### AIM OF THE EXERCISE
Please repeat the items below word for word, beginning at the first line and stopping after the line that contains "233), (316, 241)]]". Leave the pictures out of your answer.

(Entries for segmentation labeling)
-- Start --

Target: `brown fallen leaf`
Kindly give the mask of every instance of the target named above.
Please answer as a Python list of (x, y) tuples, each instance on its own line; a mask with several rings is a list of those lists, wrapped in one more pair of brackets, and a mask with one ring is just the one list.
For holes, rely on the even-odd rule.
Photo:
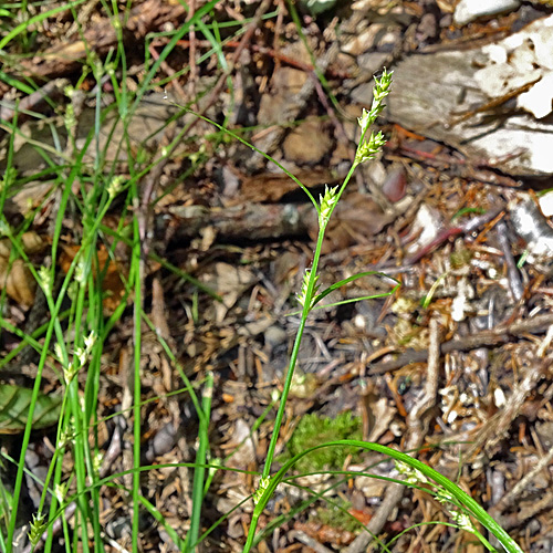
[[(66, 273), (69, 271), (79, 250), (79, 246), (63, 247), (63, 253), (60, 255), (59, 261), (63, 272)], [(105, 270), (106, 264), (107, 270)], [(93, 263), (93, 274), (94, 278), (102, 276), (102, 290), (105, 292), (102, 300), (104, 313), (106, 315), (112, 314), (125, 295), (125, 283), (122, 279), (124, 271), (122, 269), (122, 264), (109, 257), (109, 252), (103, 244), (97, 251), (97, 263)]]
[[(356, 243), (366, 243), (373, 236), (394, 220), (369, 196), (353, 192), (340, 200), (326, 227), (323, 253), (340, 251)], [(319, 225), (313, 215), (309, 233), (316, 241)]]

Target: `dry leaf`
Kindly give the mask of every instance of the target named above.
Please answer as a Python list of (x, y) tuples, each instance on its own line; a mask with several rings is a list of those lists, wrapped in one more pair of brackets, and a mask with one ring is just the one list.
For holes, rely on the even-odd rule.
[[(80, 249), (79, 246), (63, 247), (63, 253), (60, 255), (60, 267), (63, 272), (66, 273), (69, 271)], [(105, 294), (102, 304), (105, 314), (111, 314), (117, 309), (125, 295), (125, 284), (122, 280), (122, 274), (124, 274), (123, 267), (118, 261), (109, 257), (109, 252), (104, 246), (100, 247), (96, 259), (97, 263), (95, 260), (93, 261), (93, 274), (94, 278), (103, 276), (102, 290)], [(107, 270), (105, 270), (106, 264)]]
[[(44, 246), (35, 232), (25, 232), (20, 240), (25, 253), (36, 253)], [(15, 259), (10, 264), (11, 250), (10, 240), (0, 240), (0, 290), (6, 288), (12, 300), (29, 307), (34, 302), (36, 282), (22, 259)]]

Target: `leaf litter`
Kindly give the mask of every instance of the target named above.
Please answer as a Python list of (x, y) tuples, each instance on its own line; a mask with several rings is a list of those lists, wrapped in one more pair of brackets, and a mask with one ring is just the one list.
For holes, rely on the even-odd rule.
[[(549, 139), (545, 135), (551, 133), (543, 98), (529, 107), (532, 96), (523, 94), (530, 94), (531, 88), (522, 92), (517, 79), (509, 76), (518, 67), (517, 56), (499, 55), (499, 49), (509, 53), (509, 44), (521, 36), (526, 46), (529, 42), (540, 48), (549, 43), (550, 9), (525, 6), (514, 17), (465, 28), (451, 25), (451, 10), (441, 6), (445, 2), (439, 4), (439, 18), (424, 1), (395, 7), (357, 2), (351, 12), (338, 10), (334, 19), (301, 13), (313, 54), (310, 56), (286, 12), (282, 12), (283, 19), (262, 20), (267, 2), (233, 4), (218, 8), (216, 17), (233, 18), (241, 10), (252, 9), (259, 9), (260, 17), (252, 20), (249, 29), (253, 34), (241, 38), (240, 46), (223, 49), (223, 55), (232, 62), (228, 73), (218, 72), (215, 54), (202, 62), (190, 59), (192, 48), (196, 55), (206, 50), (190, 34), (188, 45), (175, 49), (161, 67), (164, 74), (174, 77), (175, 67), (189, 64), (195, 69), (194, 76), (190, 72), (175, 77), (171, 83), (179, 86), (167, 88), (185, 104), (197, 101), (195, 91), (217, 90), (216, 81), (230, 79), (233, 91), (239, 92), (236, 104), (221, 85), (212, 97), (198, 101), (199, 109), (216, 121), (230, 116), (234, 131), (263, 124), (251, 139), (305, 179), (315, 195), (325, 184), (340, 181), (344, 168), (347, 170), (347, 139), (355, 139), (355, 127), (343, 116), (359, 115), (362, 107), (369, 105), (366, 91), (371, 90), (374, 72), (383, 65), (395, 71), (389, 112), (385, 112), (388, 124), (384, 131), (389, 142), (383, 156), (352, 181), (340, 206), (325, 243), (322, 279), (330, 285), (357, 272), (378, 270), (400, 279), (401, 288), (393, 298), (313, 313), (299, 359), (294, 383), (298, 394), (290, 401), (279, 450), (285, 451), (303, 415), (336, 418), (351, 413), (362, 417), (365, 439), (418, 450), (419, 459), (470, 490), (524, 551), (551, 549), (552, 230), (538, 197), (547, 188), (543, 177), (551, 176), (551, 167), (543, 156), (536, 157), (538, 150), (534, 153), (536, 140)], [(136, 19), (131, 20), (129, 29), (137, 41), (152, 29), (149, 22), (140, 23), (149, 21), (152, 9), (152, 2), (133, 7)], [(160, 30), (168, 20), (175, 24), (182, 21), (184, 11), (171, 9), (166, 7), (158, 13), (155, 29)], [(96, 38), (107, 20), (100, 8), (94, 15), (84, 35), (102, 56), (105, 45)], [(530, 25), (517, 31), (517, 18)], [(60, 23), (52, 24), (55, 30)], [(518, 32), (522, 33), (519, 38)], [(482, 36), (488, 45), (477, 43)], [(163, 46), (163, 39), (158, 41), (155, 48)], [(461, 44), (471, 41), (473, 48), (459, 52)], [(39, 41), (38, 46), (45, 44)], [(27, 60), (24, 66), (39, 67), (51, 83), (60, 74), (76, 82), (73, 58), (52, 52), (46, 52), (38, 66), (33, 66), (33, 60)], [(400, 52), (403, 61), (398, 59)], [(490, 62), (493, 52), (497, 55)], [(531, 48), (525, 55), (534, 55)], [(319, 80), (309, 69), (313, 60), (326, 80)], [(136, 56), (131, 61), (134, 75), (139, 75), (143, 61)], [(538, 86), (539, 77), (544, 82), (549, 79), (546, 59), (535, 63), (540, 74), (526, 76), (524, 85), (535, 80), (532, 86)], [(482, 80), (487, 71), (489, 75)], [(519, 91), (519, 96), (498, 97), (505, 91), (490, 88), (494, 84), (490, 75), (508, 79), (510, 91)], [(478, 83), (486, 83), (486, 87), (476, 86)], [(85, 80), (83, 90), (94, 85), (94, 81)], [(164, 91), (158, 88), (146, 95), (140, 103), (143, 111), (132, 119), (132, 152), (139, 159), (145, 156), (146, 160), (191, 122), (189, 115), (181, 114), (167, 131), (166, 121), (178, 111), (161, 100)], [(10, 100), (9, 92), (13, 93), (4, 83), (4, 101)], [(337, 106), (330, 101), (328, 92)], [(105, 83), (102, 95), (105, 102), (113, 100)], [(524, 115), (511, 105), (518, 100), (519, 107), (528, 112)], [(86, 114), (95, 108), (92, 95), (85, 104), (80, 122), (83, 137), (91, 125)], [(107, 118), (102, 133), (113, 143), (119, 142), (121, 125), (116, 122), (117, 117)], [(36, 142), (48, 146), (56, 139), (66, 150), (69, 142), (64, 143), (63, 133), (61, 138), (46, 138), (52, 135), (51, 125), (33, 121), (27, 125), (29, 132), (19, 137), (15, 152), (18, 169), (27, 179), (21, 191), (38, 184), (44, 190), (46, 174), (34, 182), (30, 179), (46, 170), (48, 164), (25, 152), (30, 145), (34, 149)], [(61, 121), (52, 125), (63, 128)], [(259, 470), (272, 432), (272, 392), (281, 386), (298, 325), (290, 314), (298, 309), (294, 294), (310, 265), (314, 237), (310, 206), (295, 185), (290, 186), (257, 153), (237, 142), (213, 138), (213, 127), (197, 123), (171, 150), (149, 188), (150, 248), (181, 273), (171, 273), (152, 261), (144, 283), (145, 307), (154, 330), (144, 328), (140, 357), (142, 399), (148, 401), (142, 408), (142, 447), (145, 463), (169, 466), (149, 470), (142, 491), (182, 538), (191, 512), (191, 476), (177, 463), (194, 462), (198, 421), (159, 337), (170, 344), (184, 373), (194, 382), (201, 383), (207, 372), (215, 377), (212, 459), (225, 459), (227, 466), (247, 471)], [(476, 136), (479, 138), (473, 140)], [(491, 140), (489, 148), (486, 137)], [(128, 177), (125, 150), (109, 152), (104, 160), (106, 170)], [(91, 150), (85, 164), (94, 164), (94, 156)], [(399, 184), (386, 180), (386, 176), (397, 180), (398, 175)], [(17, 200), (14, 194), (8, 194)], [(34, 213), (31, 236), (48, 242), (55, 195), (41, 191), (41, 198), (34, 199), (34, 211), (19, 216)], [(23, 204), (15, 201), (20, 207)], [(45, 217), (40, 217), (41, 211)], [(118, 215), (117, 208), (112, 211), (109, 216)], [(65, 249), (75, 251), (79, 244), (70, 236), (79, 234), (81, 221), (65, 220), (64, 226)], [(98, 249), (98, 273), (108, 262), (109, 246), (107, 241)], [(33, 311), (28, 309), (34, 301), (33, 280), (21, 260), (14, 259), (11, 265), (7, 261), (9, 242), (7, 253), (3, 251), (2, 281), (9, 296), (4, 317), (14, 327), (29, 327), (25, 323)], [(41, 251), (32, 250), (36, 267), (44, 261), (34, 258)], [(127, 271), (125, 255), (117, 252), (112, 259), (107, 272), (114, 279), (112, 284), (104, 281), (107, 296), (114, 298), (109, 312), (117, 306)], [(222, 301), (198, 290), (182, 274), (202, 282)], [(368, 295), (378, 286), (386, 289), (377, 279), (359, 279), (335, 292), (334, 301)], [(39, 322), (46, 316), (43, 312)], [(133, 403), (128, 380), (132, 316), (128, 306), (106, 340), (98, 417), (124, 410)], [(18, 340), (17, 333), (3, 331), (4, 352), (15, 352)], [(13, 373), (10, 371), (12, 378)], [(49, 383), (49, 387), (55, 387), (55, 383)], [(129, 421), (123, 417), (114, 420), (117, 422), (104, 425), (100, 442), (107, 448), (104, 474), (129, 467)], [(35, 440), (48, 440), (48, 436), (36, 436)], [(334, 469), (363, 471), (376, 459), (363, 461), (356, 459), (354, 465), (348, 459), (345, 467)], [(396, 476), (390, 463), (374, 471)], [(403, 488), (371, 486), (364, 478), (344, 481), (328, 491), (328, 497), (345, 499), (354, 517), (384, 540), (414, 523), (446, 520), (429, 497)], [(206, 498), (206, 505), (211, 507), (205, 513), (204, 528), (248, 498), (255, 483), (249, 473), (219, 474)], [(314, 483), (309, 486), (315, 488)], [(128, 547), (126, 499), (114, 488), (102, 493), (107, 500), (102, 511), (106, 536), (117, 546)], [(317, 518), (315, 510), (294, 515), (294, 507), (309, 497), (289, 487), (279, 488), (273, 512), (264, 514), (261, 528), (282, 515), (280, 531), (267, 535), (260, 551), (304, 547), (300, 544), (305, 544), (304, 551), (313, 547), (355, 553), (366, 549), (368, 534), (335, 526), (336, 519)], [(319, 501), (317, 507), (321, 504), (324, 502)], [(233, 512), (222, 531), (207, 538), (206, 551), (240, 551), (250, 512), (248, 503)], [(396, 547), (418, 547), (418, 540), (440, 550), (469, 546), (461, 531), (422, 526), (419, 534), (403, 534)], [(148, 551), (176, 551), (163, 526), (154, 523), (143, 529), (142, 544)]]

-- End --

### WORKED ANSWER
Target: `brown fallen leaf`
Kindly give the mask of every instance of the target named above.
Please answer as a Python list of (x, y) tuples, each instance on its own line; a mask with several rings is a list of those lists, wrapped in one more pair of brackets, and a mask with one ring is just the one list.
For holes, rely on the even-odd rule.
Photo:
[[(66, 273), (69, 271), (79, 250), (79, 246), (63, 247), (63, 253), (60, 255), (59, 261), (63, 272)], [(105, 270), (106, 264), (107, 270)], [(93, 263), (93, 274), (94, 278), (102, 276), (102, 290), (105, 292), (102, 300), (104, 313), (106, 315), (112, 314), (125, 295), (125, 283), (122, 279), (124, 271), (122, 269), (122, 264), (109, 257), (109, 252), (103, 244), (97, 251), (97, 263)]]
[[(356, 243), (366, 243), (373, 236), (394, 220), (369, 196), (353, 192), (340, 200), (326, 227), (323, 253), (340, 251)], [(319, 225), (313, 215), (309, 233), (316, 241)]]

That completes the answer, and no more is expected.